WHAT THE EXERCISE ASKS: I need each line of the entries below that includes the string "target".

RECORDS FOR THE TASK:

------------------------------------------------------------------------

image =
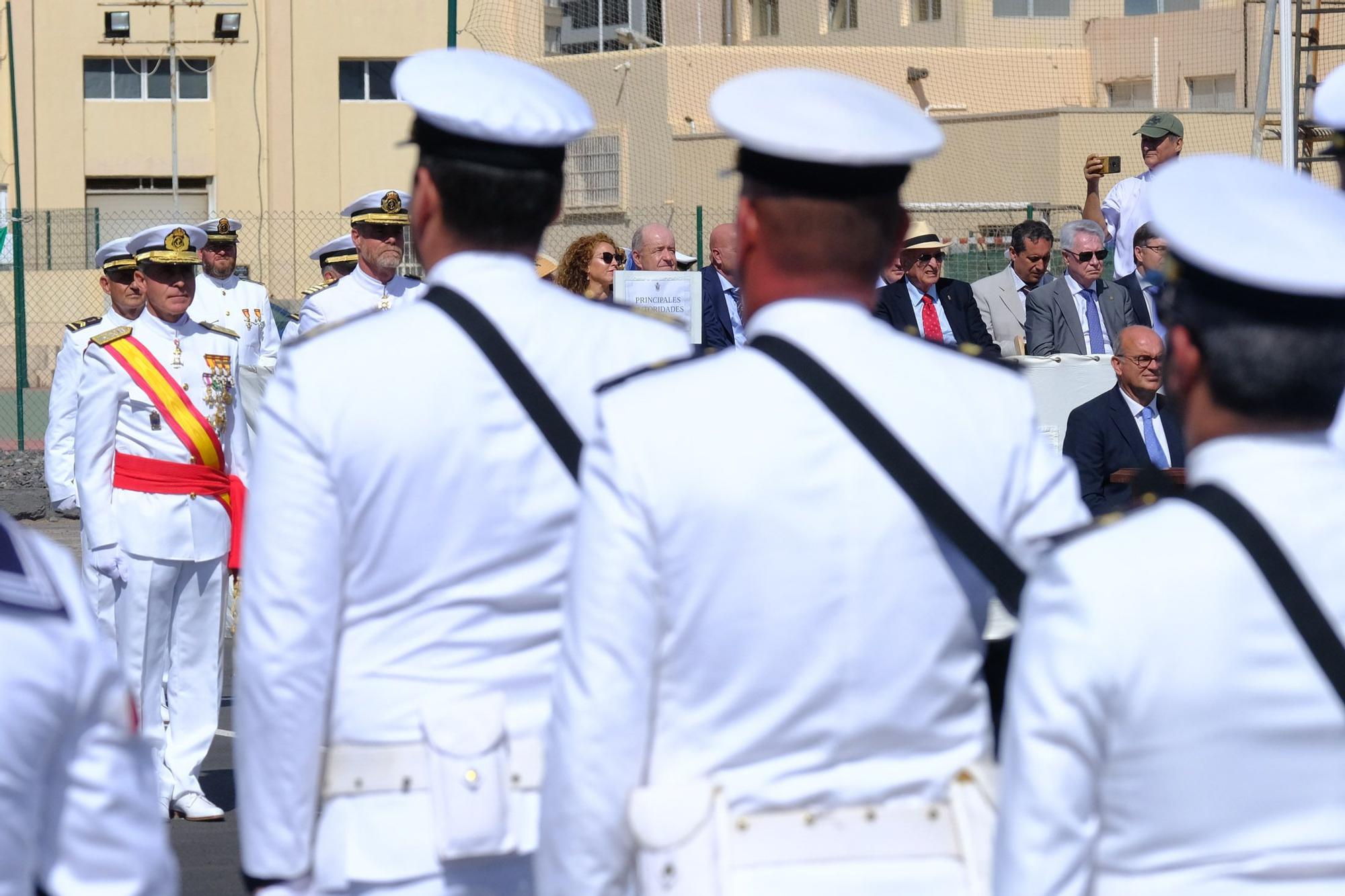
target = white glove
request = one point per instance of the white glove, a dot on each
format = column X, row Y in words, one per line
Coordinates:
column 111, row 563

------------------------------------------------------------------------

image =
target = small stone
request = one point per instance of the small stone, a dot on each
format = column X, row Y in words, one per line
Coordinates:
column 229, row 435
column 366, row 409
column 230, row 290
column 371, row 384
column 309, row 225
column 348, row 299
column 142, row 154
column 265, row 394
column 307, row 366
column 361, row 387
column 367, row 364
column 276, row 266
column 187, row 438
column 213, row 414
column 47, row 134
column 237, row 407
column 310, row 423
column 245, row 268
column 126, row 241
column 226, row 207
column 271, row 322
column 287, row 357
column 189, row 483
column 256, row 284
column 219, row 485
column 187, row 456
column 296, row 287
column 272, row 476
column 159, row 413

------------------------------------------------------------------------

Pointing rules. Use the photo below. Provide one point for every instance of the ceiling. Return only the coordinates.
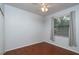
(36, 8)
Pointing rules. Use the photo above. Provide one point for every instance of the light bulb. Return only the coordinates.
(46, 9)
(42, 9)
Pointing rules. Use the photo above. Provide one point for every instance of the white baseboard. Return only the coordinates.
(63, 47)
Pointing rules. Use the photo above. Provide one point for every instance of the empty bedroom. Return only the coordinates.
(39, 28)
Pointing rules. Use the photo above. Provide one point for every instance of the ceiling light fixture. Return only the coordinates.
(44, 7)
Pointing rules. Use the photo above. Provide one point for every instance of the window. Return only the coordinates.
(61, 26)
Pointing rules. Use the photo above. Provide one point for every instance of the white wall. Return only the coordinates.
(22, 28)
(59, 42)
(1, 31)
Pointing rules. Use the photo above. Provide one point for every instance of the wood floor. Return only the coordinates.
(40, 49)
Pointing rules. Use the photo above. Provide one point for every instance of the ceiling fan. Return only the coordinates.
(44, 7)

------------------------------------------------------------------------

RESULT OF THE TASK:
target = white glove
target = small stone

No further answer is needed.